In a bizarre twist, Cyclin D, long believed to promote cancer, actually activates tumor suppressor

July 02, 2014  |  

Researchers at the University of California, San Diego School of Medicine say a protein essential to regulating cell cycle progression – the process of cell division and replication – activates a key tumor suppressor, rather than inactivating it as previously thought.

“The finding is the result of literally 20 years of work in my lab,” said Steven F. Dowdy, PhD, professor in the Department of Cellular and Molecular Medicine at UC San Diego. “It completely turns upside-down what was thought to be a fundamental aspect of cell cycle progression in all cancer cells driven by one of the most common genetic pathways mutated in cancer, namely the p16-cyclin D pathway.”

Stephen Dowdy

Stephn Dowdy, PhD, professor, UC San Diego School of Medicine.

The findings are published in the journal eLife.

Cyclin D is synthesized during the first stage of cell replication and is believed to help drive the complex, multi-stage process, including interaction with the retinoblastoma (Rb) protein, whose function is to prevent excessive cell growth by inhibiting cell cycle progression until a cell is ready to divide. Rb acts as a tumor suppressor.

• **Data for analysis**
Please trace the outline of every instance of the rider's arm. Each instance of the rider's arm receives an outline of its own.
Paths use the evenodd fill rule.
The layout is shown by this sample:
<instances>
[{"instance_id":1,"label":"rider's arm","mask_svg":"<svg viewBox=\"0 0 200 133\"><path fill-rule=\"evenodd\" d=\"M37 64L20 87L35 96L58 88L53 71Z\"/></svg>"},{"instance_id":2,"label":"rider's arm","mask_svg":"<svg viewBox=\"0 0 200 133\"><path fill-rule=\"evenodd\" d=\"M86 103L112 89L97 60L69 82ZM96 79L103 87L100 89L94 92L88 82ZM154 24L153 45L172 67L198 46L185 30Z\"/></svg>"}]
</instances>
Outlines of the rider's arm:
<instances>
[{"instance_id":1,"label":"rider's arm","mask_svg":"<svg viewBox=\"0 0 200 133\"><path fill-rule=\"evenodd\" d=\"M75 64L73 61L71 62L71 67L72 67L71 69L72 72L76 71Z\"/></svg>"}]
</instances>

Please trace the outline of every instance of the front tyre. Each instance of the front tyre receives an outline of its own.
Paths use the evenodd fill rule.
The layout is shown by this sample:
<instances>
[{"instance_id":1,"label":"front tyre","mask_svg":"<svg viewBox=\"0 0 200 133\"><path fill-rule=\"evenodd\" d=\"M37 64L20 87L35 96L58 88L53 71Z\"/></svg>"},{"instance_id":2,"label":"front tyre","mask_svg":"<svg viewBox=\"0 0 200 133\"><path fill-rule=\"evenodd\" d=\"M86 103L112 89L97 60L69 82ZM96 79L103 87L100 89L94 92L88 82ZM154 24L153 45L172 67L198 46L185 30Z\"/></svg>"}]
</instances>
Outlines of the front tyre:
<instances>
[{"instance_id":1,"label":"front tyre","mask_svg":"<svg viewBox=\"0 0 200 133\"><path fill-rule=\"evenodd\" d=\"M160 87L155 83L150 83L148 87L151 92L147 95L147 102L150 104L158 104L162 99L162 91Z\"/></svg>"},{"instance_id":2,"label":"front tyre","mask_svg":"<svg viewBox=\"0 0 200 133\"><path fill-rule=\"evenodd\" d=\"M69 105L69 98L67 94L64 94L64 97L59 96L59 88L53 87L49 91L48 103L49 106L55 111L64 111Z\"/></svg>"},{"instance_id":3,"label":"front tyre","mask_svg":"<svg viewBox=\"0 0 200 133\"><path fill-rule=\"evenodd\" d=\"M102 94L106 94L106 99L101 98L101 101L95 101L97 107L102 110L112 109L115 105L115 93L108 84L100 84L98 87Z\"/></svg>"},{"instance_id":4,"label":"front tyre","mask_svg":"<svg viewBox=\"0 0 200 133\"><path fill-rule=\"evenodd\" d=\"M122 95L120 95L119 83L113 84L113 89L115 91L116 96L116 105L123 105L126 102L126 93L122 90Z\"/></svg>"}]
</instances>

• **Task requirements**
1. According to the Cyclin D article, in which journal were the findings published?
2. Please output the part of the Cyclin D article that opens with the words containing "In a bizarre" and closes with "as previously thought.".
3. Do these statements agree with the Cyclin D article? Answer yes or no for each, quoting the words that decide it. (a) Steven F. Dowdy is a professor in the Department of Cellular and Molecular Medicine. (b) Cyclin D is synthesized during the final stage of cell replication. (c) The retinoblastoma protein works to promote excessive cell growth.
The lines come from a different source than the Cyclin D article.

• **Expected results**
1. eLife.

2.
In a bizarre twist, Cyclin D, long believed to promote cancer, actually activates tumor suppressor

July 02, 2014  |  

Researchers at the University of California, San Diego School of Medicine say a protein essential to regulating cell cycle progression – the process of cell division and replication – activates a key tumor suppressor, rather than inactivating it as previously thought.

3.
(a) Yes: "professor in the Department of Cellular and Molecular Medicine at UC San Diego"
(b) No: "Cyclin D is synthesized during the first stage of cell replication"
(c) No: "whose function is to prevent excessive cell growth"